▶ [EXERCISE INSTRUCTIONS]
1. In the discussion excerpt on creativity, what term does Eysenck (1995) use for the range of elements, ideas, and associations that seem relevant to a problem?
2. Repeat word for word the portion of the discussion excerpt on creativity starting at "Do you remember" and ending at "of critical judgment.".

EXCERPT TO READ section start

Do you remember which paper/article ?


This list of requisite attributes for genius is fascinating:

> (1) ideational fluency, or the capacity to tap a flow of relevant ideas, themes, or images, and to play with them, also known as “brainstorming”; (2) what Eysenck (1995) has termed the individuals’ relevance horizon; that is, the range or variety of ele­ ments, ideas, and associations that seem relevant to the problem (creativity involves a wide relevance horizon);and (3) suspension of critical judgment.

The third point being particularly difficult to inculcate in oneself while remaining productive (ugh). It’s like maintaining a quantum superposition between rationality and intuitive understanding of a possible solution. I’d argue the majority of people dismiss ideas way to early or because of slight hinderinces. Perhaps it’s a lack of practice of determining the probability of failure of a novel idea/methodology based on knowledge from other areas. Rephrasing the first two points as Bayesian probabilities perhaps could point toward how one could increase the odds of finding useful outcomes when "suspending" critical thinking.


”one could increase the odds of finding useful outcomes when "suspending" critical thinking”

AKA The Balmer peak? http://observer.com/2012/04/bottoms-up-the-ballmer-peak-is-r...

EXCERPT TO READ section end
EXTRACTED INFORMATION section start

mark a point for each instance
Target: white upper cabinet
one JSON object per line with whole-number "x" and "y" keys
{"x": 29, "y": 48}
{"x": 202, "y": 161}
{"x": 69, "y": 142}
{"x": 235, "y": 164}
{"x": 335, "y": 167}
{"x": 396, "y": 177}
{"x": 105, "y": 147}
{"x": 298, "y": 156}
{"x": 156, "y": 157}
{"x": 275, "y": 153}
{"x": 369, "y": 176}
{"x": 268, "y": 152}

EXTRACTED INFORMATION section end

▶ [RESPONSES]
1. The individual's relevance horizon.

2.
Do you remember which paper/article ?


This list of requisite attributes for genius is fascinating:

> (1) ideational fluency, or the capacity to tap a flow of relevant ideas, themes, or images, and to play with them, also known as “brainstorming”; (2) what Eysenck (1995) has termed the individuals’ relevance horizon; that is, the range or variety of ele­ ments, ideas, and associations that seem relevant to the problem (creativity involves a wide relevance horizon);and (3) suspension of critical judgment.